Page text:
An upcoming Phase 2 trial will evaluate a combination of the immunotherapies Keytruda (pembrolizumab) and tomivosertib (eFT508) as a treatment for triple-negative breast cancer patients whose disease has spread to other regions, or metastasized.
As part of a new collaboration between eFFECTOR Therapeutics and Merck (known as MSD outside the U.S. and Canada), the trial will test the combination in women who have failed up to two prior treatments. Enrollment is expected to begin in early 2019.
“The TNBC trial will expand the current tomivosertib Phase 2 clinical trial program, allowing eFFECTOR to explore a combination with Keytruda for an indication in which neither drug is yet approved,” Steve Worland, PhD, president and CEO of eFFECTOR, said in a press release.
In an attempt to prevent the immune system from attacking the body’s own cells and tissues, immune cells are equipped with a series of checkpoint molecules that prevent them from becoming overactive.
Cancer cells often take advantage of this mechanism and produce molecules that activate these checkpoints, preventing immune cells from detecting and eliminating them.
Tomivosertib, on the other hand, is an inhibitor of the MNK1 and MNK2 proteins, two molecules that play a key role in cancer signaling pathways. Inhibiting these proteins reduces the amount of checkpoint molecules and other immunosuppressive molecules.

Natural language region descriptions
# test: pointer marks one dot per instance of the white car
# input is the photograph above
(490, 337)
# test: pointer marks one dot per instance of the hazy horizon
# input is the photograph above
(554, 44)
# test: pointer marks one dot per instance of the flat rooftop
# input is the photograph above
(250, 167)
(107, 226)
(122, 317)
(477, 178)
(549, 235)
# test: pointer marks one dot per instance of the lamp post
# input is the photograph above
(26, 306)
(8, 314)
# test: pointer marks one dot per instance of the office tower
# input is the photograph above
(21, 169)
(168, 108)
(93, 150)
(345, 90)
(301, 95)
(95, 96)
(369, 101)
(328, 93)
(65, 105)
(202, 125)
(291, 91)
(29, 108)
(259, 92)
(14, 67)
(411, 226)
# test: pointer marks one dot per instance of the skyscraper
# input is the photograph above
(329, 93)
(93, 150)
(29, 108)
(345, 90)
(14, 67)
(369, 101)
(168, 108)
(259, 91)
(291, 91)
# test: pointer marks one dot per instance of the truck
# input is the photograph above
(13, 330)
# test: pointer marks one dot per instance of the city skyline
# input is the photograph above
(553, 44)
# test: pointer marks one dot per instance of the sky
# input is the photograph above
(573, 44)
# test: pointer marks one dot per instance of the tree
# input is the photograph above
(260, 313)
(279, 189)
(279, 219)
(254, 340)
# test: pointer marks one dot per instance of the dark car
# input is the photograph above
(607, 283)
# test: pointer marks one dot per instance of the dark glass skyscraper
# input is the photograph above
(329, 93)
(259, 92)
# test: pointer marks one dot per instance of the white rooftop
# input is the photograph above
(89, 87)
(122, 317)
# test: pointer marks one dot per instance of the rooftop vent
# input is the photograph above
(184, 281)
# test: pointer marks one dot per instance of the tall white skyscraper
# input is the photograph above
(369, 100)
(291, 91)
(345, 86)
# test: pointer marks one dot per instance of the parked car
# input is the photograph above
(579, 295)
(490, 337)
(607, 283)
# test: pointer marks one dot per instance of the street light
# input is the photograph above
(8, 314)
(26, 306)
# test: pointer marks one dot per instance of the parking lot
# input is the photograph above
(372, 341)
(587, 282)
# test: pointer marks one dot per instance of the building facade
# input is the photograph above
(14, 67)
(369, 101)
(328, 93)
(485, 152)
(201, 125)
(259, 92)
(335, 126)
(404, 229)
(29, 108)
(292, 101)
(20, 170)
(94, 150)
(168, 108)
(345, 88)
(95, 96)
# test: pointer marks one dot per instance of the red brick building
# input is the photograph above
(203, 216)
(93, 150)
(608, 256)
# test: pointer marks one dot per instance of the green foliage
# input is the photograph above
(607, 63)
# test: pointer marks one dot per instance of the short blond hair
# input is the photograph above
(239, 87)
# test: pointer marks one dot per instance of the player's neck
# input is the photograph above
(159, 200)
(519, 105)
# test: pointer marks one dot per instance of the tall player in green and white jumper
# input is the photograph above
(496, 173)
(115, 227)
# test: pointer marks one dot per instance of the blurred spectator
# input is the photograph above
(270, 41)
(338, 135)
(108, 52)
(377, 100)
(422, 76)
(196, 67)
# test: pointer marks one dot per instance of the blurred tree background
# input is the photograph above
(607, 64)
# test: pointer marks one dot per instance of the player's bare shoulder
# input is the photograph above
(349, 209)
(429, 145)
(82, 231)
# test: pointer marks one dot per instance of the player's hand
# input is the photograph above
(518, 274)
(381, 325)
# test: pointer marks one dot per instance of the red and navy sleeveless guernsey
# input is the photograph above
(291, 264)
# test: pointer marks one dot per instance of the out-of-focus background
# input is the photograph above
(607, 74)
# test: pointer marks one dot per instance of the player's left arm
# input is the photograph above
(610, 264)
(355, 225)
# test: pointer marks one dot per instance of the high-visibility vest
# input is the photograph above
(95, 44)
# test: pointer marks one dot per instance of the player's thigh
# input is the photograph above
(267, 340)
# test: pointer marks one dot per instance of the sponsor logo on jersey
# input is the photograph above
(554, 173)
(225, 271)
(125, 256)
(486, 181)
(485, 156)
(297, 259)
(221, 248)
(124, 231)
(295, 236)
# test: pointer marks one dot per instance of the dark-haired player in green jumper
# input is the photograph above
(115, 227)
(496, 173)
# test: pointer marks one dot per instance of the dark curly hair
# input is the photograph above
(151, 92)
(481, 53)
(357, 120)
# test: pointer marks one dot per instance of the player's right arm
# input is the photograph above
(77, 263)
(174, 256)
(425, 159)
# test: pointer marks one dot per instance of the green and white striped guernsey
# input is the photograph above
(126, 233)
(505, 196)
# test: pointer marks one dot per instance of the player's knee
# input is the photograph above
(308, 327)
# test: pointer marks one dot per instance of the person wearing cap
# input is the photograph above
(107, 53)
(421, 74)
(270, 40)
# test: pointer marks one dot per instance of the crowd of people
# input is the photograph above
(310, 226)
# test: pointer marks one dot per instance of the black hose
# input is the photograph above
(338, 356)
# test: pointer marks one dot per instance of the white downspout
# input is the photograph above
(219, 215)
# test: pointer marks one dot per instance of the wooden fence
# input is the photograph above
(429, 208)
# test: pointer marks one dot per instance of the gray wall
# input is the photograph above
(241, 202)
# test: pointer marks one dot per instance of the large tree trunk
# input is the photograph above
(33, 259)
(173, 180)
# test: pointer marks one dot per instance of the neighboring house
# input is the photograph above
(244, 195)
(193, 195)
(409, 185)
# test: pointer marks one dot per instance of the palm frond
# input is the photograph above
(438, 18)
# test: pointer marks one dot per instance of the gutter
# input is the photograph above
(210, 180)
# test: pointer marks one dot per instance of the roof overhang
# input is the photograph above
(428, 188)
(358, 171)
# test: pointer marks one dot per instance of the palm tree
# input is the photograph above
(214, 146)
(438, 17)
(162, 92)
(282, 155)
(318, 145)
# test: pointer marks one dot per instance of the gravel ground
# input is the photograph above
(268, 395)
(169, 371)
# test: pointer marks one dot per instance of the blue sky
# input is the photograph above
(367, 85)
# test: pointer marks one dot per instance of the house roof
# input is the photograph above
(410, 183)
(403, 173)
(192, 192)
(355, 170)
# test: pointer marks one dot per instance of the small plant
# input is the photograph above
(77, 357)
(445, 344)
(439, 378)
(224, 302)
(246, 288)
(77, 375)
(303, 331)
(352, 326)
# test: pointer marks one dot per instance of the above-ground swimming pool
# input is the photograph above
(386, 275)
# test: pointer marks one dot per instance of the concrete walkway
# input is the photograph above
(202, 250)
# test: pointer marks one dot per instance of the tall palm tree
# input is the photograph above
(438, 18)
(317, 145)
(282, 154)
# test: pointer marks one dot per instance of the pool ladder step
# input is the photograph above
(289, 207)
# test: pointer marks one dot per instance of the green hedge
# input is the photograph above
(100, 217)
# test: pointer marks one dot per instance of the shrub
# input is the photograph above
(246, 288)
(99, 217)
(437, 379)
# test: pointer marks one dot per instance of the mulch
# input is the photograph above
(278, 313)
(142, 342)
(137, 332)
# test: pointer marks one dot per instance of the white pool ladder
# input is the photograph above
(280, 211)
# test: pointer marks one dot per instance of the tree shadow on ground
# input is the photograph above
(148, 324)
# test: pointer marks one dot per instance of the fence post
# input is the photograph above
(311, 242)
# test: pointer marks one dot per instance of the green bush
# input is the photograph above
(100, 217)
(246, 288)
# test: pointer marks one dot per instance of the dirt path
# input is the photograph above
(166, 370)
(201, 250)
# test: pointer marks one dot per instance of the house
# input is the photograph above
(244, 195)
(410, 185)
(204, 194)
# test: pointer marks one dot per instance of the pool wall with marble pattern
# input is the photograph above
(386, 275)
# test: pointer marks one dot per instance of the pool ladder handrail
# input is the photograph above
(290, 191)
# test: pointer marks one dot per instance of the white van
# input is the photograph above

Required actions:
1/ In the breast cancer trial article, when is enrollment expected to begin?
2/ Translate this sentence from the breast cancer trial article into Spanish: "Cancer cells often take advantage of this mechanism and produce molecules that activate these checkpoints, preventing immune cells from detecting and eliminating them."
3/ Carry on the breast cancer trial article from its last sentence.

Answers in order:
1/ Early 2019.

2/ Las células cancerosas suelen aprovechar este mecanismo y producen moléculas que activan estos puntos de control, lo que impide que las células inmunitarias las detecten y las eliminen.

3/
The multicenter Phase 2 trial will primarily evaluate the proportion of patients who achieve a response to the combination. Secondary measures include duration of responses, disease control rate, overall survival, and time until disease progression or death.
These parameters will be determined using the RECIST v1.1 and iRECIST, response evaluation criteria for solid tumors, with interim and final analyses at eight and 12 months after the last patient dosing.
“Based on preclinical studies showing tomivosertib has substantial immunomodulatory activity and synergizes with checkpoint inhibitors, we believe targeting MNK1/2 has significant potential to enhance the clinical activity of Keytruda,” Worland said.
Tomivosertib is also being examined as a stand-alone treatment for diffuse large B-cell lymphoma (NCT02937675), and in combination with immune checkpoint inhibitors in colorectal cancer (NCT03258398) and in patients who failed prior checkpoint blockade (NCT03616834).